● **Exercise**: Word-for-word transcription needed. Include every entry below but no pictures.

● **Data**:

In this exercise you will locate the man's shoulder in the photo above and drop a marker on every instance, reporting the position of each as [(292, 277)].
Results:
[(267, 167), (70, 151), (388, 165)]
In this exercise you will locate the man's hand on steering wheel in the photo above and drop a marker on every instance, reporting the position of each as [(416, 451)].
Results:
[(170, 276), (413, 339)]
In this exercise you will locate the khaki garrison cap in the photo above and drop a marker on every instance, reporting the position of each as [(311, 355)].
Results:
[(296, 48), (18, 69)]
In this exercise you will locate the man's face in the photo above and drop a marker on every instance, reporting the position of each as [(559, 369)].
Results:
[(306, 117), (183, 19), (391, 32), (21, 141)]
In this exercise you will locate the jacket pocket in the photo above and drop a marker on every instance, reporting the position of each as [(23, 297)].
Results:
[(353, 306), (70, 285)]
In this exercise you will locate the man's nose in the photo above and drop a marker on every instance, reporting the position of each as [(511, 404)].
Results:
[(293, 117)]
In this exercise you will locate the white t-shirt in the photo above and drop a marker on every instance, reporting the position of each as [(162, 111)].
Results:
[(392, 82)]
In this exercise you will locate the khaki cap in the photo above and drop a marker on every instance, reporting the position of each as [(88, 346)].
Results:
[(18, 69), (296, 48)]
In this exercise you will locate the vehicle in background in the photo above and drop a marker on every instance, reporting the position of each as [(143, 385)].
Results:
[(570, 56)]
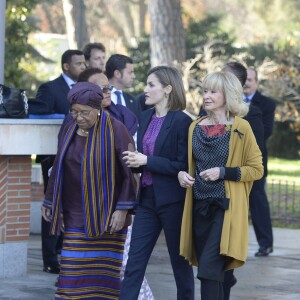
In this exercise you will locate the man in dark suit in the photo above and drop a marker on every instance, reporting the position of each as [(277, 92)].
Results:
[(259, 206), (254, 117), (120, 73), (53, 94)]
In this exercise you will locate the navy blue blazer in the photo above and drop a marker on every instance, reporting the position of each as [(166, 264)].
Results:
[(54, 95), (267, 107), (170, 155)]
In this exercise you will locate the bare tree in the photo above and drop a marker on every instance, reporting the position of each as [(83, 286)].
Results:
[(70, 27), (167, 33)]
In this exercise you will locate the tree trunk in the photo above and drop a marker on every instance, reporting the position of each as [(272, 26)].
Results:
[(167, 33), (81, 32), (142, 16), (70, 28)]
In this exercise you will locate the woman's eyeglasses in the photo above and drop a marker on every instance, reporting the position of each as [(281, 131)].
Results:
[(83, 114), (106, 89)]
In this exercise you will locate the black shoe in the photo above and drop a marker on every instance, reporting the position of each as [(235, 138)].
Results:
[(264, 251), (51, 269)]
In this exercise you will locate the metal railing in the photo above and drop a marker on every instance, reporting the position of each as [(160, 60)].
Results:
[(284, 201)]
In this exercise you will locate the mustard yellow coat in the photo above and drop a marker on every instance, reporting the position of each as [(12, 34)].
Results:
[(243, 153)]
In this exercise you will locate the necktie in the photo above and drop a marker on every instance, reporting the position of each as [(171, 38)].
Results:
[(119, 99)]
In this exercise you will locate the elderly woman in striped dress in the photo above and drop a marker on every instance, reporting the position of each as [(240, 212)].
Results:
[(90, 192)]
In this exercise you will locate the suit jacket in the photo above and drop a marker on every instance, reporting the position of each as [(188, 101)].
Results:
[(169, 157), (54, 94), (267, 107), (51, 98), (132, 104)]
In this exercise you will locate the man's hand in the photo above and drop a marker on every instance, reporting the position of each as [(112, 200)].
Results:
[(117, 220), (134, 159), (185, 179)]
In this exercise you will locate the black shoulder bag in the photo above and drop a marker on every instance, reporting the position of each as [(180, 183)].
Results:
[(13, 102)]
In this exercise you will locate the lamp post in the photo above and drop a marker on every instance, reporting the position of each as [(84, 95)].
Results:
[(2, 38)]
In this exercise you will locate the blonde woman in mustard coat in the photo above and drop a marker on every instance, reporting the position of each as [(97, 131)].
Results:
[(224, 160)]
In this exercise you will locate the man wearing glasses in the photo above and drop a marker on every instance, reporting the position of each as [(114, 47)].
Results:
[(120, 73)]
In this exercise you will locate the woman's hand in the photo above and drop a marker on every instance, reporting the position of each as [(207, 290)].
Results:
[(185, 179), (134, 159), (212, 174), (117, 220), (46, 213)]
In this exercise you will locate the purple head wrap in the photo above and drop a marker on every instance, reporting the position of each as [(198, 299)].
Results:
[(86, 93)]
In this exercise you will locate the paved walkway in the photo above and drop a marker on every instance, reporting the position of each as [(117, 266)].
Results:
[(276, 277)]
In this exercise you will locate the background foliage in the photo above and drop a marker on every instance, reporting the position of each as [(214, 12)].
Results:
[(260, 33)]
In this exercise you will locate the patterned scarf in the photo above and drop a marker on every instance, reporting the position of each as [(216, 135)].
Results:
[(97, 177)]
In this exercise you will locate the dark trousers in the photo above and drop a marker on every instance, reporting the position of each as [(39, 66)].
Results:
[(147, 225), (260, 214), (50, 244)]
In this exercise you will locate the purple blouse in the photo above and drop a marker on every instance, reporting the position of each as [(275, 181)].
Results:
[(149, 140), (71, 195)]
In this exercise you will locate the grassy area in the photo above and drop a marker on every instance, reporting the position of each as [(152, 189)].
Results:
[(284, 169)]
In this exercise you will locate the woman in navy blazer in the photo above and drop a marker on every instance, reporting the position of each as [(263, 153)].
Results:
[(162, 152)]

● **Solution to this problem**:
In this exercise you will locate the man's shoulder in the photo above and drop a marker on every instance, reporting the position of each as [(292, 277)].
Results:
[(267, 167), (70, 151), (388, 165)]
In this exercise you will locate the man's hand on steering wheel in the photo above and drop a marker on every instance, reporting the position of each as [(416, 451)].
Results:
[(170, 276), (413, 339)]
In this exercise you will locate the khaki garrison cap in the photo above and drop a marker on every instance, reporting the position of each as [(311, 355)].
Results:
[(296, 48), (18, 69)]
In this exercise you will locate the man's face in the photo above and drop a marker on every instance, reporting the position of each as [(559, 369)].
Results:
[(306, 117), (183, 19), (391, 32), (21, 141)]
In this exercise you will locate the jacket pocket in the photo above and drop a marker on every instance, reporting the position of each as [(23, 297)].
Results:
[(353, 306), (70, 285)]
In this exercise you will locate the man's nose in the photo above and drop a marker on every instance, reporting the position of each as [(511, 404)].
Results:
[(293, 117)]
In this exercise you will locate the white t-shirt in the photo above and drop a marker on every instance, reporting the position of each as [(162, 111)].
Results:
[(392, 82)]
In this exercise you will locate the khaki cap in the photo above and drop a marker on every instance, reporting the position of each as [(88, 346)].
Results:
[(18, 69), (296, 48)]
In this exercise you will locate the vehicle in background in the photo above and drop a marker on every instance, reporting the position of each as [(143, 385)].
Results:
[(570, 56)]
In this exercise you will locate the man in dark suit in the photo above and drop a marker on every instance, reporting the position of each as [(277, 92)].
Results:
[(259, 206), (254, 117), (120, 73), (53, 94)]
In this exercise you will locate the navy blue blazer in the photo above and drop a marker on every instance, reporting the position of each as [(166, 264)].
Results:
[(54, 95), (267, 107), (170, 155)]
In this exercise you will locate the bare tree in the photo above and drop a marker on every instance, reporting the position of each as [(83, 286)].
Results:
[(70, 27), (167, 33)]
In this exercise you will locate the tree trunk in the photo above and drop a marker on every instance, reporting the position of each as [(272, 26)].
Results:
[(167, 33), (81, 32), (142, 16), (70, 28)]
In this exercise you will locate the woman's eyeglasses in the photo above and drop a marker on every instance, reporting the position of each as [(281, 131)].
Results:
[(83, 114), (106, 89)]
In this exercise you will locate the black shoe in the photo above and drop a marker on every instance, reporting the position of each as [(235, 138)].
Results:
[(264, 251), (51, 269)]
In this exercise you will locate the metal railing in the photo above and drop a marker on every instance, reporting the position of each as [(160, 60)].
Results:
[(284, 201)]
In this exercise you will locate the mustard yellow coat in the photo above and drop a marker on every instance, reporting the position of each as [(12, 34)].
Results:
[(243, 153)]
In this exercise you will locate the necktie in the photo above and drop a marker on every instance, reporting the position of each as [(171, 38)].
Results:
[(119, 99)]
In this exercise you will locate the elderly woman in striped dress in the photo above and drop a marker on every instance, reporting the position of each as [(240, 212)].
Results:
[(90, 192)]
In this exercise you will locate the suit jacket in the photo above and drop a marker on every instance, reporting the position of each as [(188, 101)].
Results:
[(169, 157), (54, 94), (267, 107), (51, 98), (132, 104)]
In this exercise you will locate the man's hand in the photo above and drop a marker on every instance, reporting the position of each as [(112, 200)].
Results:
[(117, 220), (134, 159), (185, 179)]
In this exercise you will locate the black shoulder bag in the photo above and drop a marker on every instance, reporting the position of each as [(180, 183)].
Results:
[(13, 102)]
In this exercise you will locate the lamp post in the photo above and drop a marker on every instance, reporting the position of each as [(84, 95)].
Results:
[(2, 38)]
In this exercise you will locate the blonde woman in mustard coat in the photo above and drop a marker on every instance, reporting the position of each as [(97, 131)].
Results:
[(224, 160)]
In this exercise you will locate the man wearing glasses in the photo above and drop a marker on every instance, reporting the position of each as [(114, 47)].
Results:
[(120, 73)]
In this exercise you will locate the woman's hand in the photo above and drop a marker on every instance, reporting the position of each as [(207, 290)].
Results:
[(185, 179), (134, 159), (212, 174), (117, 220), (46, 213)]
In this exercise you will locate the purple head wrap in the photo above and drop a marker on every instance, reporting the position of each as [(198, 299)].
Results:
[(86, 93)]
In this exercise you will locate the paved walkway in the photo above and drop a marker on every instance, reporting the position of each as [(117, 266)].
Results:
[(276, 277)]
In this exercise you will locate the background foliage in the photo above and drop a marker on every instance, reporting the position of each as [(214, 12)].
Results:
[(260, 33)]
In this exercise you will locate the patterned scarf in the photo above and drop a marker on every instance, reporting the position of each as [(216, 135)].
Results:
[(97, 177)]
In this exercise you will locate the dark trousers in the photo above and drop a marker on every instance, reporting the position of each as [(39, 66)].
Results:
[(147, 225), (260, 214), (50, 244)]
In this exercise you will locate the purple blouse in the photo above and drop a marker on every instance, reporting the position of each as [(275, 181)].
Results:
[(149, 140), (71, 195)]
In this exercise you will locate the grassy area in the photo above and drop a marker on every instance, reporting the position of each as [(152, 189)].
Results:
[(284, 169)]
In this exercise you will locate the woman in navy blazer in the photo above and drop a marker on every instance, reporting the position of each as [(263, 153)].
Results:
[(162, 152)]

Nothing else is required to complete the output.